**Set exercise**:
Your task is to write out the lines from the line containing "Could you please indicate the dark rock" through the last line of the material, exactly.

··· Available records

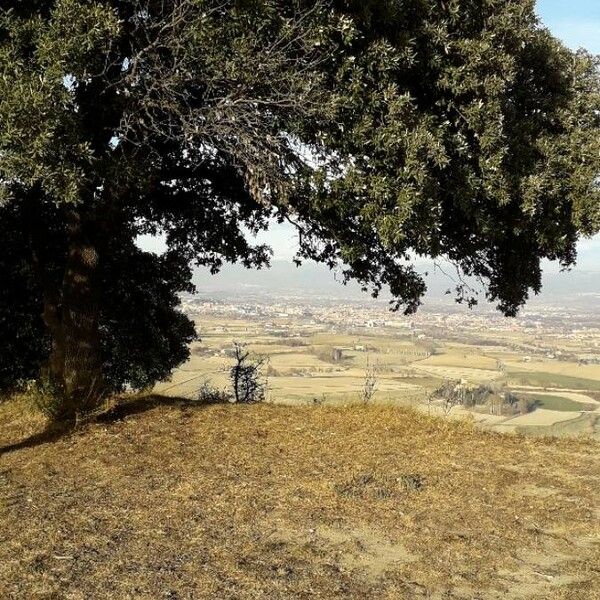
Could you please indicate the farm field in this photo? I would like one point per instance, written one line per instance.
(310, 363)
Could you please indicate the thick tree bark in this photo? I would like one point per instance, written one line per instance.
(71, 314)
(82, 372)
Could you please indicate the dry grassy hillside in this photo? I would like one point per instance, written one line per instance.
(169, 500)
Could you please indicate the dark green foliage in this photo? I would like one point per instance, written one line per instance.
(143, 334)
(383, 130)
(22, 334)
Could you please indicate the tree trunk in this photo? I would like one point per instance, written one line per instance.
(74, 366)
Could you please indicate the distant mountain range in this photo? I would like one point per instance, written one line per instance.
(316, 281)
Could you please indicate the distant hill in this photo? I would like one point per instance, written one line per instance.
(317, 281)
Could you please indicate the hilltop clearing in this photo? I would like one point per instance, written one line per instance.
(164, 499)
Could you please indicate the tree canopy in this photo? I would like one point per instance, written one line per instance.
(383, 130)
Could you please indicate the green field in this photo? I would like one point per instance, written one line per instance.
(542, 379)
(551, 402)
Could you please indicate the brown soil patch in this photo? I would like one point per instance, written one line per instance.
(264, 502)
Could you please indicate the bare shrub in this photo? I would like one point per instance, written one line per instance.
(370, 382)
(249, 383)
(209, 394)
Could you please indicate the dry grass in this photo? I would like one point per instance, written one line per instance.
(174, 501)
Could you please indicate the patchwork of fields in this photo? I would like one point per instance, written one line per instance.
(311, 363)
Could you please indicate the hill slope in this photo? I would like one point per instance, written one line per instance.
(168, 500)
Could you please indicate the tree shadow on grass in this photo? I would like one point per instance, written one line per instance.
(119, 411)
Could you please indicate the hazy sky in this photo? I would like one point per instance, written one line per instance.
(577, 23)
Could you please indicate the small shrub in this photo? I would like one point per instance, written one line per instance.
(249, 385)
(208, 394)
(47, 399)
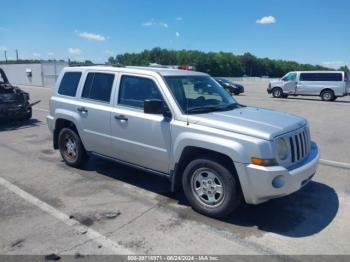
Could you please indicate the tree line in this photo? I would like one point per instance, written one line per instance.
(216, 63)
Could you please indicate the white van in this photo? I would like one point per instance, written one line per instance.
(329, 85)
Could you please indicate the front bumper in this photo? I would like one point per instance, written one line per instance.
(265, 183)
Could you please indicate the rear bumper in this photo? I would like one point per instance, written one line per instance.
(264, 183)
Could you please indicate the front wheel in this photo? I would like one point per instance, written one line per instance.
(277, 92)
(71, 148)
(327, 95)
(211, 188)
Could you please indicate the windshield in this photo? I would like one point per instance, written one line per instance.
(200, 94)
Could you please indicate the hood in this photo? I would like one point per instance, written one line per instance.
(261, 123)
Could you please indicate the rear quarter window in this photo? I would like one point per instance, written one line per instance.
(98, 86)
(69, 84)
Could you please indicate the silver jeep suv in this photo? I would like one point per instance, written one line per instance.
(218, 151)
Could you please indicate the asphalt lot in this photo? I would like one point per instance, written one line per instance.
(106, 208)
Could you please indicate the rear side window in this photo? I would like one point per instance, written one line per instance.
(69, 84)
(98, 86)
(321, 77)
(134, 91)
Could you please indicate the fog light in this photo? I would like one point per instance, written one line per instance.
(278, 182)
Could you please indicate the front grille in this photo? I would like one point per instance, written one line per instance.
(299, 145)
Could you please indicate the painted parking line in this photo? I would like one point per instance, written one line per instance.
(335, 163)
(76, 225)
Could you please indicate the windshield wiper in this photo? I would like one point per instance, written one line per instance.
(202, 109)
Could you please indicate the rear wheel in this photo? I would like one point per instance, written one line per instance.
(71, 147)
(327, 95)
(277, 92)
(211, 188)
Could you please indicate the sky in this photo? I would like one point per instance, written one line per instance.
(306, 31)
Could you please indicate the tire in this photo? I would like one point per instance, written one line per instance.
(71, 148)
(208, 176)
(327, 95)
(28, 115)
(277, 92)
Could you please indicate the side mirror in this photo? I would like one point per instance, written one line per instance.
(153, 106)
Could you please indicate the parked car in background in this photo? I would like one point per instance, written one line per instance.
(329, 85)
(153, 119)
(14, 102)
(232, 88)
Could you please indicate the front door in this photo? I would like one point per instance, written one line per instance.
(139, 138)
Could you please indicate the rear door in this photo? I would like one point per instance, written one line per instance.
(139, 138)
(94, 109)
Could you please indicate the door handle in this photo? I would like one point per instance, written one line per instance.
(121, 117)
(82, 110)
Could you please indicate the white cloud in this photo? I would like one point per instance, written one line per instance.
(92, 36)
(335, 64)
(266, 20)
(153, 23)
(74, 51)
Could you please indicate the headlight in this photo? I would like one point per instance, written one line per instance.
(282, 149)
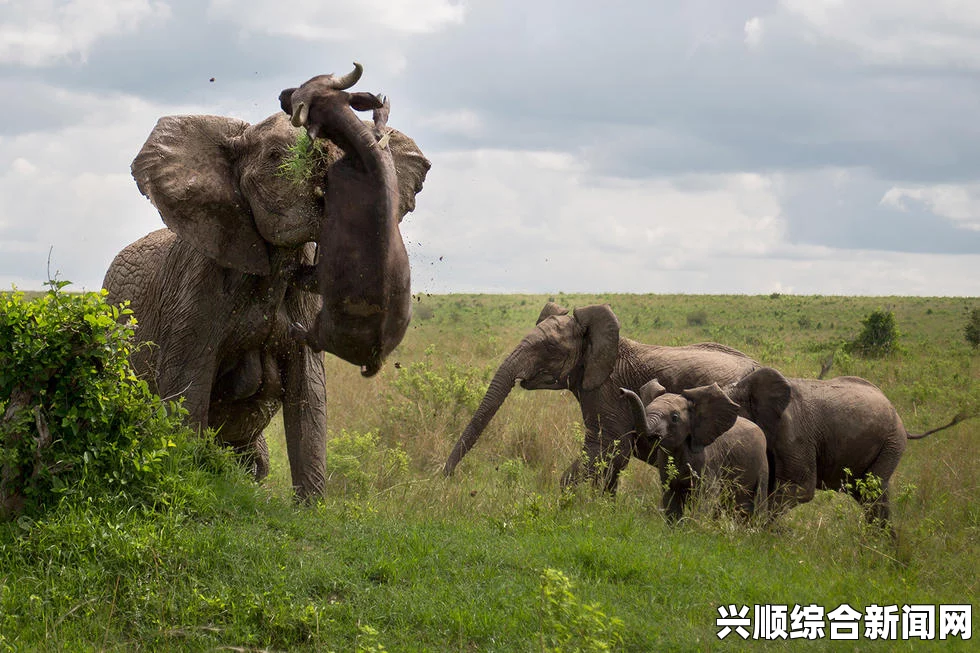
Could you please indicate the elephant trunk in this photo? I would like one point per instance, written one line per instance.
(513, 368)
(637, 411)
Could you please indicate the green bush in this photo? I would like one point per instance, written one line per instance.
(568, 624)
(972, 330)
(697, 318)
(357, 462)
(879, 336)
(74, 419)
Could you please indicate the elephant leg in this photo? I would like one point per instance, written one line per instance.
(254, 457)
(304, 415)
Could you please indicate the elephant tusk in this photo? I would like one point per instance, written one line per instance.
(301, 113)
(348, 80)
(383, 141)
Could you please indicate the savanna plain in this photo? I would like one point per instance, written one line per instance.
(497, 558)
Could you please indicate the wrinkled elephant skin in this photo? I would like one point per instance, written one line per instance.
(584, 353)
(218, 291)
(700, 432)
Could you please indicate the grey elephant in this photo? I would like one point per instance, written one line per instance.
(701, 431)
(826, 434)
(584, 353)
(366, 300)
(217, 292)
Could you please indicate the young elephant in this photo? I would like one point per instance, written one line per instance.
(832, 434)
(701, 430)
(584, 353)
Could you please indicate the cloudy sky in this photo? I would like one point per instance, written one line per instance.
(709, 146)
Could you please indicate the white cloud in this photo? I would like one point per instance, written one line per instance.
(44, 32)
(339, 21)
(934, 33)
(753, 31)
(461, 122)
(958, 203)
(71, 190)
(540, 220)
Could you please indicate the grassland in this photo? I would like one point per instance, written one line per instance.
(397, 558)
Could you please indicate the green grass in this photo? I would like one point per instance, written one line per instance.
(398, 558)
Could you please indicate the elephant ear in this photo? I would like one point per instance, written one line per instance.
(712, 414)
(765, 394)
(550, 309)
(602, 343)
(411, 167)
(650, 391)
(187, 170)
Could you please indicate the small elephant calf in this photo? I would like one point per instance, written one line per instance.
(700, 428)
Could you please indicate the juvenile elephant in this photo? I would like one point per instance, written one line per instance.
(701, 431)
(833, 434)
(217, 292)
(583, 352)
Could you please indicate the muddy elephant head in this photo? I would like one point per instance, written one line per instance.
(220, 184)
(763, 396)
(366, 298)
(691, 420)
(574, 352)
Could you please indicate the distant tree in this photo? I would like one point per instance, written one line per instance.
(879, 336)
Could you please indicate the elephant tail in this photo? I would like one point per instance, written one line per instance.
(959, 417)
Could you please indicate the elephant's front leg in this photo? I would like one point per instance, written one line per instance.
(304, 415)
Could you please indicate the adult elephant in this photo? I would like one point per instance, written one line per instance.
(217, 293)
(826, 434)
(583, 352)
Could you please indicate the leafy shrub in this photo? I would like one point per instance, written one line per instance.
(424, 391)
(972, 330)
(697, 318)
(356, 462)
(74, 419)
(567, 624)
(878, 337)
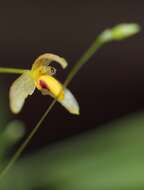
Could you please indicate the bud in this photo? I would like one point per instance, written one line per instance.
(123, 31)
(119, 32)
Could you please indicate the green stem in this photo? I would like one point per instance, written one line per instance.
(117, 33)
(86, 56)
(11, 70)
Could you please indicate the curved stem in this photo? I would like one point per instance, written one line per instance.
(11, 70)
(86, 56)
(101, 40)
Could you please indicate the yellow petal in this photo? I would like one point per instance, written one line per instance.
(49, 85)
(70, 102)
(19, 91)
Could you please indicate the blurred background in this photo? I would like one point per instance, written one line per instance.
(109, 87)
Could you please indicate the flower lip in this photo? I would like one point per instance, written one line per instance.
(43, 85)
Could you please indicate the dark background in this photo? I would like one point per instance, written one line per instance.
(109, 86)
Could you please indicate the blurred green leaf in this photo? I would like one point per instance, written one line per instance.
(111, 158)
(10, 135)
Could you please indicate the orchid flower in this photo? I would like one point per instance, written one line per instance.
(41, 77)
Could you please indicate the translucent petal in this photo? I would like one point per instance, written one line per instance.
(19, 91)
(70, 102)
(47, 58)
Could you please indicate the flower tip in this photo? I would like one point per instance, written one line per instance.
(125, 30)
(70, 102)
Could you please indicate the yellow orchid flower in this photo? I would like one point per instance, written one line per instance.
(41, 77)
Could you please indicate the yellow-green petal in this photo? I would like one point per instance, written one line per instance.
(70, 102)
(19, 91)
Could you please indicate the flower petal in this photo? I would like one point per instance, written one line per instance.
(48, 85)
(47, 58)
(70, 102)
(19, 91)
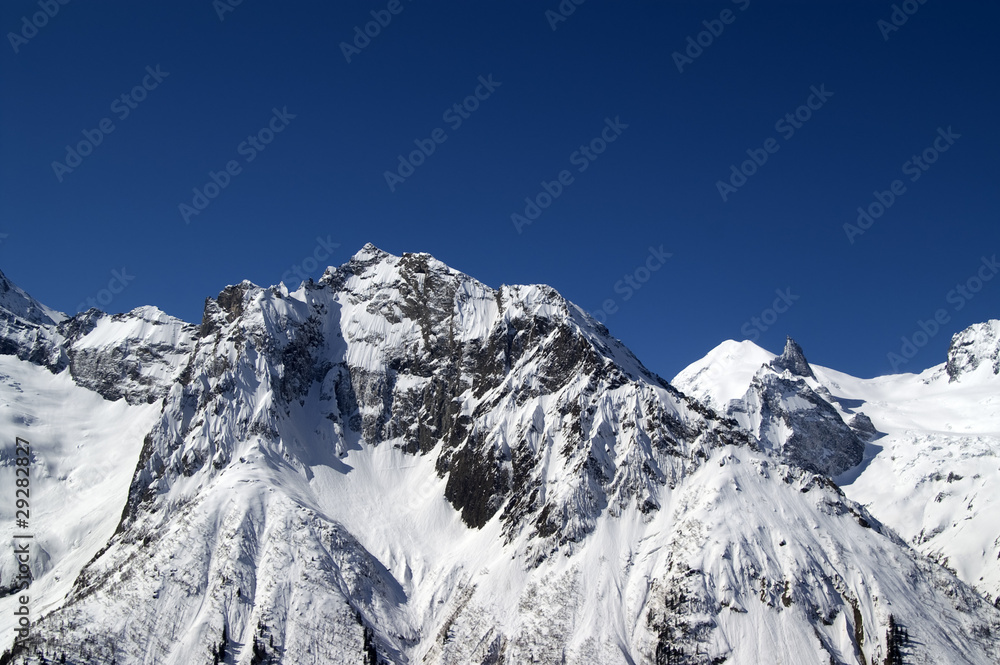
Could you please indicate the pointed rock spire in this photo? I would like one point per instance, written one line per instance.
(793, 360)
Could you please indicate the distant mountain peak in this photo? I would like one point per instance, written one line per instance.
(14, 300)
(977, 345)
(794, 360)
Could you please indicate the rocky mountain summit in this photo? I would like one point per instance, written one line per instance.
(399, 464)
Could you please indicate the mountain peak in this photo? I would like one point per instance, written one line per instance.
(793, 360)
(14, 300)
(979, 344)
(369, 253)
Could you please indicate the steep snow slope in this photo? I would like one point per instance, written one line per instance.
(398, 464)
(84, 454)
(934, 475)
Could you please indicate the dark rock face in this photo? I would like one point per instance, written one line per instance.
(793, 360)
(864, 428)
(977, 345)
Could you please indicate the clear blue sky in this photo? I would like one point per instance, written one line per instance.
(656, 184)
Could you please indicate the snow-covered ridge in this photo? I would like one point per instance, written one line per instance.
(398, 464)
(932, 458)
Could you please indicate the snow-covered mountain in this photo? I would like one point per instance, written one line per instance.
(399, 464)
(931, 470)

······

**Response to the exercise**:
Could you please indicate the dark rock face in this photo? I would like one point per instance, written one line per instance.
(793, 360)
(864, 428)
(977, 345)
Could you please indicate the clear blue sky in this photo? I would like one point per instance, written one line per instance.
(656, 184)
Could you please indicate the snow-covered ridge in this photo? I would like one point per instance, written one line per instance.
(398, 464)
(932, 458)
Could you please indicate the snow-covered mountain in this photo? I would like one point per instance, written one line per instance.
(399, 464)
(931, 470)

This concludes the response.